READING TEXT
☆ ☆ ☆ ☆

What if this papers findings are accurate??
Abstract of their paper.
The severity of damaging human-induced climate change depends not only on the magnitude of the change but also on the potential for irreversibility. This paper shows that the climate change that takes place due to increases in carbon dioxide concentration is largely irreversible for 1,000 years after emissions stop. Following cessation of emissions, removal of atmospheric carbon dioxide decreases radiative forcing, but is largely compensated by slower loss of heat to the ocean, *so that atmospheric temperatures do not drop significantly for at least 1,000 years*.

So all of our activities to solve global warmeing cannot reverse CO2 impacts for a thousand years? That shouldn't be a reason to do nothing… but does bring to question what our course of action should be, and what effect we expect to see from moving away from a carbon energy economy.


----------



## DKV (Jul 18, 2011)

Dr, if you hadn't noticed I am taking the "black olive with the pepperoni" approach now. Way too many "head in the sand" people on this site to make the discussion even half interesting. BTW, I love your signature. It should be the official signature of this site…sadly though there are too many people that absolutely know what is right and wrong and then feel the need to apply "their right and wrong" to the rest of us. They think it's for our own good. Anyway, would you like black olives with the pepperoni?


----------



## RetiredCoastie (Sep 7, 2009)

If you feel that way why do you continue to post your BS on this site other than to create arguments that didn't exist before and stretch the boundaries of this forum. I would think your time would be better served by posting on sites that are dedicated to the topics you wish to participate in and not be bothered with as you put it:

"Way too many "head in the sand" people on this site to make the discussion even half interesting".


----------



## OldMarine (Mar 6, 2012)

_sadly though there are too many people that absolutely know what is right and wrong and then feel the need to apply "their right and wrong" to the rest of us. They think it's for our own good._

Pot, meet kettle.


----------



## waho6o9 (May 6, 2011)

Utter nonsense


----------



## DKV (Jul 18, 2011)

RetireCoastie, just a couple comments:
1. I like interesting, thought filled topics with people that have opinions that are not necessarily inline with mine.
2. I have not started a political or religious topic since the ban started. Not even close to either forbidden fruit.
3. You only feel that my "BS" topics cause arguments because you don't agree and folks should agree with you.
4. What are your thoughts on global warming? Why can't you give your thoughts without complaining…or not?
5. BTW, were you ever stationed in Astoria? Oregon that is.
I lied, that was more than a couple…


----------



## RetiredCoastie (Sep 7, 2009)

Yes I was stationed in Astoria.


----------



## DKV (Jul 18, 2011)

My hometown from 4th grade to the draft. Did you like it? Lot's of rain. When were you there?

☆ ☆ ☆ ☆

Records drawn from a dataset
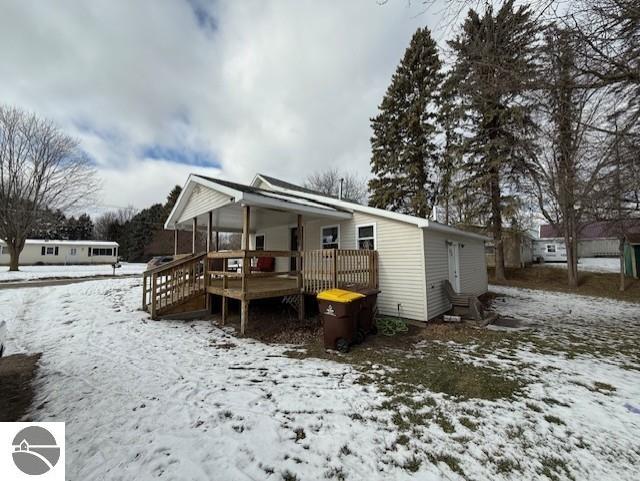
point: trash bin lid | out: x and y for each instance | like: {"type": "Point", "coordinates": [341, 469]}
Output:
{"type": "Point", "coordinates": [339, 295]}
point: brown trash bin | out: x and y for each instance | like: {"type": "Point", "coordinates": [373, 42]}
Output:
{"type": "Point", "coordinates": [339, 310]}
{"type": "Point", "coordinates": [368, 310]}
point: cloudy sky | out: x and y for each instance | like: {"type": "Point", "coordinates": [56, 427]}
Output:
{"type": "Point", "coordinates": [157, 89]}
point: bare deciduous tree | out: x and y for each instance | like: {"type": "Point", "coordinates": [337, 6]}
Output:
{"type": "Point", "coordinates": [328, 181]}
{"type": "Point", "coordinates": [103, 226]}
{"type": "Point", "coordinates": [40, 168]}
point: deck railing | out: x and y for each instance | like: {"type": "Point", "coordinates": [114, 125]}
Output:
{"type": "Point", "coordinates": [317, 270]}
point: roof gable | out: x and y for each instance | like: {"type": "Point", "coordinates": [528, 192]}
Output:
{"type": "Point", "coordinates": [280, 185]}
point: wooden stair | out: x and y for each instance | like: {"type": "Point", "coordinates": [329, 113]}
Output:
{"type": "Point", "coordinates": [174, 284]}
{"type": "Point", "coordinates": [469, 303]}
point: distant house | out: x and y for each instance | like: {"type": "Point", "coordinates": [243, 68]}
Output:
{"type": "Point", "coordinates": [38, 251]}
{"type": "Point", "coordinates": [596, 239]}
{"type": "Point", "coordinates": [549, 250]}
{"type": "Point", "coordinates": [319, 242]}
{"type": "Point", "coordinates": [518, 246]}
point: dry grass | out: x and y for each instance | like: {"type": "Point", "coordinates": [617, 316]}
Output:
{"type": "Point", "coordinates": [598, 284]}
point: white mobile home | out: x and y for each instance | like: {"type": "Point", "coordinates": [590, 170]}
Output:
{"type": "Point", "coordinates": [337, 242]}
{"type": "Point", "coordinates": [38, 251]}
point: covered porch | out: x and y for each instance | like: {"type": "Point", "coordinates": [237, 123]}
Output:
{"type": "Point", "coordinates": [238, 273]}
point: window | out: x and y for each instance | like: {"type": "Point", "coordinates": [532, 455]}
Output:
{"type": "Point", "coordinates": [260, 242]}
{"type": "Point", "coordinates": [366, 236]}
{"type": "Point", "coordinates": [49, 251]}
{"type": "Point", "coordinates": [330, 237]}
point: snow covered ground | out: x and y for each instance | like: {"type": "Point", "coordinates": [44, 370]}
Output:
{"type": "Point", "coordinates": [188, 401]}
{"type": "Point", "coordinates": [44, 272]}
{"type": "Point", "coordinates": [591, 264]}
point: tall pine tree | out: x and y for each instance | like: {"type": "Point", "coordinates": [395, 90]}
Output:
{"type": "Point", "coordinates": [495, 72]}
{"type": "Point", "coordinates": [404, 151]}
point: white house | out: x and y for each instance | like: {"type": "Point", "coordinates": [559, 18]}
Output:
{"type": "Point", "coordinates": [550, 250]}
{"type": "Point", "coordinates": [414, 255]}
{"type": "Point", "coordinates": [38, 251]}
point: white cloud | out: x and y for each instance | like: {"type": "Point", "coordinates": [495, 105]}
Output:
{"type": "Point", "coordinates": [284, 87]}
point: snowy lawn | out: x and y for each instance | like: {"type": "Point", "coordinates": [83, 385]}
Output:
{"type": "Point", "coordinates": [58, 272]}
{"type": "Point", "coordinates": [185, 400]}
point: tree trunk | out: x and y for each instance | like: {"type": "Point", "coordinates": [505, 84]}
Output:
{"type": "Point", "coordinates": [496, 226]}
{"type": "Point", "coordinates": [14, 256]}
{"type": "Point", "coordinates": [622, 280]}
{"type": "Point", "coordinates": [570, 243]}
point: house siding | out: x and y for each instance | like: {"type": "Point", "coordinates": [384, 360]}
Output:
{"type": "Point", "coordinates": [400, 258]}
{"type": "Point", "coordinates": [202, 200]}
{"type": "Point", "coordinates": [32, 254]}
{"type": "Point", "coordinates": [473, 269]}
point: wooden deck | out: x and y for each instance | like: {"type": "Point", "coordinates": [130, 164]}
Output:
{"type": "Point", "coordinates": [255, 288]}
{"type": "Point", "coordinates": [209, 274]}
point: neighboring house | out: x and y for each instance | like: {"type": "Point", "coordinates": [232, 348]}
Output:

☆ ☆ ☆ ☆

TASK REQUIREMENTS
1. Rewrite the stretch of the forum thread from "5. BTW, were" through "stationed in Astoria.", replacing "stationed" with "posted".
2. Decide whether each statement agrees with the forum thread. Answer yes or no, and quote the words of the forum thread that decide it. (a) The quoted abstract says atmospheric temperatures do not drop significantly for at least 1,000 years. (b) DKV says he has started a political topic since the ban. (c) RetiredCoastie says he was never stationed in Astoria.

RESULTS
1.
5. BTW, were you ever posted in Astoria? Oregon that is.
I lied, that was more than a couple…


----------



## RetiredCoastie (Sep 7, 2009)

Yes I was posted in Astoria.

2.
(a) Yes: "so that atmospheric temperatures do not drop significantly for at least 1,000 years"
(b) No: "I have not started a political or religious topic since the ban started."
(c) No: "Yes I was stationed in Astoria."